▸ **Task requirements**: Write out the items below word for word, leaving every line unchanged.

▸ **Entries from a point annotation set**:
--- START ---
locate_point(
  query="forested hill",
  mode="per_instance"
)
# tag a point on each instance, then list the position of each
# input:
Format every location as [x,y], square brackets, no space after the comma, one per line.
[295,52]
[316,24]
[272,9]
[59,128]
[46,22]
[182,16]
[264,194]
--- END ---
▸ **Full solution**:
locate_point(
  query="forested hill",
  mode="per_instance"
)
# tag a point on each instance, then list the position of each
# input:
Format every location as [x,y], square brackets, no space after the comma, one per line.
[295,52]
[316,24]
[272,9]
[59,128]
[46,22]
[182,16]
[264,194]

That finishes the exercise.